▶ ЗАДАНИЯ
[1] Когда и в каком журнале, согласно отрывку о Коржавине, Наум опубликовал мемуарную повесть «В соблазнах кровавой эпохи»?
[2] Перечислите все страны, которые отрывок о Коржавине называет в связи с рождением антисемитизма.
[3] Перепишите фрагмент из отрывка о Коржавине без изменений: начните со слов «Здесь вместо мыслей» и закончите словами «не воскресну здесь...».

Семейный архив
Шрифт:
В «Эллинах» я писал об антисемитизме в стране, которая была и остается моей родиной... Наум принял христианство и, говоря, чуть не каждую минуту крестился и что-то бормотал о Христе... Я не спрашивал его, что заставило его креститься—думаю, два фактора: вера в Бога и сопровождающие эту веру обряды в христианстве более либеральны, так сказать, чем в иудаизме, а второй фактор — ощущение себя внутри русской культуры, причастным практически к русской, а не еврейской истории, и — отчуждение от еврейской ментальности, неприятие ее. Но это лишь мои догадки, не больше. Другое дело — чрезмерная совестливость, которую Наум всегда носил в себе. Чрезмерная — т.е. не знающая меры, перехлестывающая, распространяющаяся не только на себя... В 1992 году Наум опубликовал в «Новом мире» мемуарную повесть «В соблазнах кровавой эпохи». В рецензии Михаила Золотоносова, опубликованной в «Московских новостях» за 1 ноября 1992 года, сказано: «Украинские крестьяне,
Во-первых, понятие коллективной или групповой ответственности само по себе является преступным. Во-вторых, рождение антисемитизма, будь то Украина, Франция, Испания, Германия или Соединенные Штаты — отнюдь не 1933 год. В-третьих, сам рецензент фальсифицирует историю, говоря об «организации голода», словно голод был целью, а не следствием неумелой политики. Все это создает один из тезисов антисемитизма, и Золотоносов, полемизируя с Коржавиным, сам подыгрывает антисемитам.
Однако не об этом хотелось мне сказать.
В 1958 году Наум написал одну из своих главных вещей — «По ком звонит колокол». Ему было 33 года — возраст Христа, возраст прозрений, откровений, озарений... Поэма (иначе ее не назовешь) заканчивалась строками:
Есть Зло и Добро. И их бой — нескончаем.
Мы место свое на земле занимаем.
«Мы» — поколение Коржавина, в чем-то — мое... «Мы место свое на земле занимаем...»
Прошло сорок лет. Америка. Бостон. Велфер. Медикейт...
Там, близ дракона — не легко.
И здесь — не просто.
Я так забрался далеко
В глушь... В город Бостон.
Здесь вместо мыслей — пустяки.
И тот — как этот.
Здесь даже чувствовать стихи
Есть точный метод...
Мы сидели за столом, в просторной комнате, стены были увешены картинами, привезенными Виктором из Алма-Аты, а за окнами лежал снег, мерцали золотые огоньки, словно прочерченные на листах линованной бумаги... Пора подводить итоги. А что в итоге?..
Я знаю сам:
Здесь тоже небо есть.
Но умер там
И не воскресну здесь...
И:
Сзади — все рубежи.
Но вокруг еще зелень и свет...
Странный сон... Длится жизнь...
А ее уже, в сущности, нет.
И:
Не стоит всерьез удивляться,
Что вновь тут за горло я взят.
Смешно за свободой являться
В чужую страну — в пятьдесят.
И:
Я жил, как положено, —дома,
На родине, с нею не врозь,
И резал ножом по живому,
Когда расставаться пришлось...
Здесь радостно пляшут у края,
Не веря глазам и тоске,
Где медленно я подыхаю
В прекрасном своем далеке...
«Кто мы? Откуда? Куда идем?..»

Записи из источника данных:
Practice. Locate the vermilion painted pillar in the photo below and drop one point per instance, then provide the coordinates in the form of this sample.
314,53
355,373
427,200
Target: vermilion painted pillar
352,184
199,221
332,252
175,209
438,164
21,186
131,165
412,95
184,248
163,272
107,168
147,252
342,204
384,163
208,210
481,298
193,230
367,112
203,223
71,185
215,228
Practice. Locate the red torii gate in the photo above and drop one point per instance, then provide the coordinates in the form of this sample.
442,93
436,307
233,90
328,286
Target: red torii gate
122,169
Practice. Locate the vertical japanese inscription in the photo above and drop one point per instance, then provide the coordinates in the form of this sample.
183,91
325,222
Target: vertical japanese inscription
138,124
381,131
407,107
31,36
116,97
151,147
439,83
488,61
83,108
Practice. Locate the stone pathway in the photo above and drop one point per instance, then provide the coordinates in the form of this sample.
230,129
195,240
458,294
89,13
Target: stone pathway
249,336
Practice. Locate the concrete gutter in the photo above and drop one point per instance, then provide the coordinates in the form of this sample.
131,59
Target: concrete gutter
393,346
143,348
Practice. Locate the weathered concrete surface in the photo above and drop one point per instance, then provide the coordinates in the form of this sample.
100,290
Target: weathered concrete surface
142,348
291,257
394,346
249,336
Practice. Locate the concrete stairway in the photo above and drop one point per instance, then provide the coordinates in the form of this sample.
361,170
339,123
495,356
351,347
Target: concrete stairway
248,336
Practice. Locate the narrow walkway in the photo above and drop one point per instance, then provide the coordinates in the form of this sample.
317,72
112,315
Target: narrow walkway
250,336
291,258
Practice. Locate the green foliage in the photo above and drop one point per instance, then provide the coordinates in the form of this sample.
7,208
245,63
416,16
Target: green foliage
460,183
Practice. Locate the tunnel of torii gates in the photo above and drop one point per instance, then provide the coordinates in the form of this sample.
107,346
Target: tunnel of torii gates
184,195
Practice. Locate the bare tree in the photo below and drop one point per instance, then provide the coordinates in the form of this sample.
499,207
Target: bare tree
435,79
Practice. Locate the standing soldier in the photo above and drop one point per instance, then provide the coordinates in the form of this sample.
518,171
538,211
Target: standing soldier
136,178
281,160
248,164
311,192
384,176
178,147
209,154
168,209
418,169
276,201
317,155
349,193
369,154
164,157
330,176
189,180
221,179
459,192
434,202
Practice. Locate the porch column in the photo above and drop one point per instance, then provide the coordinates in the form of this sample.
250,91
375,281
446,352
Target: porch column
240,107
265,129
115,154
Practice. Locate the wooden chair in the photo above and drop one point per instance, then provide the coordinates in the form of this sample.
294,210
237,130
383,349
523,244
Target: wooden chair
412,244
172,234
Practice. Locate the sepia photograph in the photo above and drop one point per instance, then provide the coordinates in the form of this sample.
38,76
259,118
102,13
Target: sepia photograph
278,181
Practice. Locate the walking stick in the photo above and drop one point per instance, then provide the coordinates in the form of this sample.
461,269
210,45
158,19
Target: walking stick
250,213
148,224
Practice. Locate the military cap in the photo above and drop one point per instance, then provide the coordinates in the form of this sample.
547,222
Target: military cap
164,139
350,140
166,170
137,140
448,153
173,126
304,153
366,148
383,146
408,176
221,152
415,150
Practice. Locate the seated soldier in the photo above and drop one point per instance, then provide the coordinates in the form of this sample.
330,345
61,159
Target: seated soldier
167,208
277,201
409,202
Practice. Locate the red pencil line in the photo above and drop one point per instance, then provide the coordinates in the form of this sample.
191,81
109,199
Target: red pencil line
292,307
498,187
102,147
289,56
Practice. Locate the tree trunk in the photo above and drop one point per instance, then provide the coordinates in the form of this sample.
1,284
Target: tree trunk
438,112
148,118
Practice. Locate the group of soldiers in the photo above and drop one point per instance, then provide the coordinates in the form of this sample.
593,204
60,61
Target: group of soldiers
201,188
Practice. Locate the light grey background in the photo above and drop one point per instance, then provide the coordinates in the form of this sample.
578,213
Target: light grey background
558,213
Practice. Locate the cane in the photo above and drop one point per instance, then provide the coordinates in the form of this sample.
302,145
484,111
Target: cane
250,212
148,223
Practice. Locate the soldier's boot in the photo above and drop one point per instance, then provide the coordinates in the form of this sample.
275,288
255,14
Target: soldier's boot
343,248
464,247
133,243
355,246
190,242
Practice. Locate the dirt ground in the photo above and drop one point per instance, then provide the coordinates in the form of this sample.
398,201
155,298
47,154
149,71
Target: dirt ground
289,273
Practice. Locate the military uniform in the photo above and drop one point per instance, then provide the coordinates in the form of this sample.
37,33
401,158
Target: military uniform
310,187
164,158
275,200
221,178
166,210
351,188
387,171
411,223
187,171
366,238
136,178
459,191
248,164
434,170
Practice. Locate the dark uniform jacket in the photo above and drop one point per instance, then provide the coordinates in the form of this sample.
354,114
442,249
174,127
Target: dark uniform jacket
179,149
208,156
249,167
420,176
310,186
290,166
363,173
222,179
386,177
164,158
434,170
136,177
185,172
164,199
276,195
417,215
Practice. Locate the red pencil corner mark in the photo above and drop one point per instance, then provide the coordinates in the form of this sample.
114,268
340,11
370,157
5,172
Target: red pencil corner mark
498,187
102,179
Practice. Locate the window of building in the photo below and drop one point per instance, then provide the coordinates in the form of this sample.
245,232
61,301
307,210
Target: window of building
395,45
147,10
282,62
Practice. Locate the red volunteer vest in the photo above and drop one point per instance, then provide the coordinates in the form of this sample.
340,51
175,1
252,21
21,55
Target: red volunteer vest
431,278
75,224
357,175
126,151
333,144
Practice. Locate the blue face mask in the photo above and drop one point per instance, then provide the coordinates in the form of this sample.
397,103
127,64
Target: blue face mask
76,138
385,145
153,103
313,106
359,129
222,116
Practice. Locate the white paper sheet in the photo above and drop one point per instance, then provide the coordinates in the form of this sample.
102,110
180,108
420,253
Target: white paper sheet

▶ ОТВЕТЫ
[1] В 1992 году в журнале «Новый мир».

[2] Украина, Франция, Испания, Германия, Соединенные Штаты.

[3]
Здесь вместо мыслей — пустяки.
И тот — как этот.
Здесь даже чувствовать стихи
Есть точный метод...
Мы сидели за столом, в просторной комнате, стены были увешены картинами, привезенными Виктором из Алма-Аты, а за окнами лежал снег, мерцали золотые огоньки, словно прочерченные на листах линованной бумаги... Пора подводить итоги. А что в итоге?..
Я знаю сам:
Здесь тоже небо есть.
Но умер там
И не воскресну здесь...